__Objetivo 1__
No texto sobre pensamento algébrico, o que significa pensar algebricamente segundo Lima et al. (1998)?

__Texto de origem__
************

Lima et al. (1998) chamam a atenção para o fato de que pensar
algebricamente significa pensar o número sem o numeral.
O pensamento algébrico deve considerar os nexos internos dos conceitos
de número: qualidade, quantidade, senso numérico, correspondência
um-a-um, ordenação, agrupamento, valor posicional, base
e representação, presentes no movimento do pensamento numérico
e não apenas os aspectos formais que se apresentam no conceito
mais geral do número que se formalizam nas propriedades dos campos
numéricos diversos.
O pensar algébrico, ao considerar o conceito mais geral do número
não pode estar apenas relacionado à presença física
e formal do número: o numeral.
Ao pensar o número sem o numeral, o estudante necessariamente tem
que conhecer o conceito de número.
O cerne do conceito de número não está na manipulação
do numeral e sim no entendimento de que o número contém,
por exemplo, os conceitos de senso numérico e correspondência,
bem como admite diversos campos que historicamente foram ampliados, a
partir de necessidades do dia-a-dia e da própria matemática,
apresentando naturezas bem distintas (Caraça, 1998).

************

__Materiais fornecidos__
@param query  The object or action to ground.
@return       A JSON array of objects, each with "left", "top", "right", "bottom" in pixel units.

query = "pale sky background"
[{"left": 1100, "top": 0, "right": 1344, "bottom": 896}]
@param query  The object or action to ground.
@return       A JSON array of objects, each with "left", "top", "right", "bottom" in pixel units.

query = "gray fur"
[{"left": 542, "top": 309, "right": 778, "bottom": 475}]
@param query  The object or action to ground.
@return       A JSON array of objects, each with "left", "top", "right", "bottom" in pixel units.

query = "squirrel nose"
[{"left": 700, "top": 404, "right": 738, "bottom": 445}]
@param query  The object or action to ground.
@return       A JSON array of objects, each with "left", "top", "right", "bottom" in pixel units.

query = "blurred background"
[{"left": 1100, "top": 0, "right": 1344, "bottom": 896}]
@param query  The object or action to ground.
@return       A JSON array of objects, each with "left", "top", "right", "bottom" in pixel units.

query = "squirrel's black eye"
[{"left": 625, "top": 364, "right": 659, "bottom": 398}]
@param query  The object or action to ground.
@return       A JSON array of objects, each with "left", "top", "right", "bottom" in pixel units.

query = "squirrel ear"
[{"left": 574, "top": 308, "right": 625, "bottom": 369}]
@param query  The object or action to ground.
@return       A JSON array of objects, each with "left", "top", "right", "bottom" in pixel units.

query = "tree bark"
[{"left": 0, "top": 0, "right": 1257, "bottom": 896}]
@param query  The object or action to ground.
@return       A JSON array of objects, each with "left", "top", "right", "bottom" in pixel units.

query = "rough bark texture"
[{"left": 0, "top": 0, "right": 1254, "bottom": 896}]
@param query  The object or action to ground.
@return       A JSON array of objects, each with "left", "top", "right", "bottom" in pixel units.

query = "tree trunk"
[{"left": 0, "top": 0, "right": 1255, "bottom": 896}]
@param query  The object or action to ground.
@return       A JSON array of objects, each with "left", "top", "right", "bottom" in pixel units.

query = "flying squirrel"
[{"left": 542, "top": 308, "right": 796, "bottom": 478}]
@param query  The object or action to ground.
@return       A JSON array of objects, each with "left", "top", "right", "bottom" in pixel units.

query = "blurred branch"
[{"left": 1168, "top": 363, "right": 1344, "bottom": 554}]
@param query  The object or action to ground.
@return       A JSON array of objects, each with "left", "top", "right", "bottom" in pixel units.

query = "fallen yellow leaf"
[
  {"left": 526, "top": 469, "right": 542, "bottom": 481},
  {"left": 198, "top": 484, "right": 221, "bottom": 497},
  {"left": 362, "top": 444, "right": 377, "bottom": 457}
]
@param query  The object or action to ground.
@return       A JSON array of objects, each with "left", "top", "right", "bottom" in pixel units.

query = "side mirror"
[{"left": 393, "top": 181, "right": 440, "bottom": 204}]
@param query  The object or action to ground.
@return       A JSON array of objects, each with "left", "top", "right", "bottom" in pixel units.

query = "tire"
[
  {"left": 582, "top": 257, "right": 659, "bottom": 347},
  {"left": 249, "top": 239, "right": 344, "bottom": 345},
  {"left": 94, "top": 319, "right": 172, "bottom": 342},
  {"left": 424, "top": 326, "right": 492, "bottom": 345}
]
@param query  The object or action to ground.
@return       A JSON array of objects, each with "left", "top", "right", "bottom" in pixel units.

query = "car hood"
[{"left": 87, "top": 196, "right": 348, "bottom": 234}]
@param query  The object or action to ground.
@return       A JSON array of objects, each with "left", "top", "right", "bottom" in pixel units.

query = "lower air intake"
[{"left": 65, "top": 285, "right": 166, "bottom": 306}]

************

__Objetivo 2__
Extraia da listagem todas as linhas em que aparece a palavra "squirrel".

__Resultado correto 1__
Significa pensar o número sem o numeral.

__Resultado correto 2__
query = "squirrel nose"
query = "squirrel's black eye"
query = "squirrel ear"
query = "flying squirrel"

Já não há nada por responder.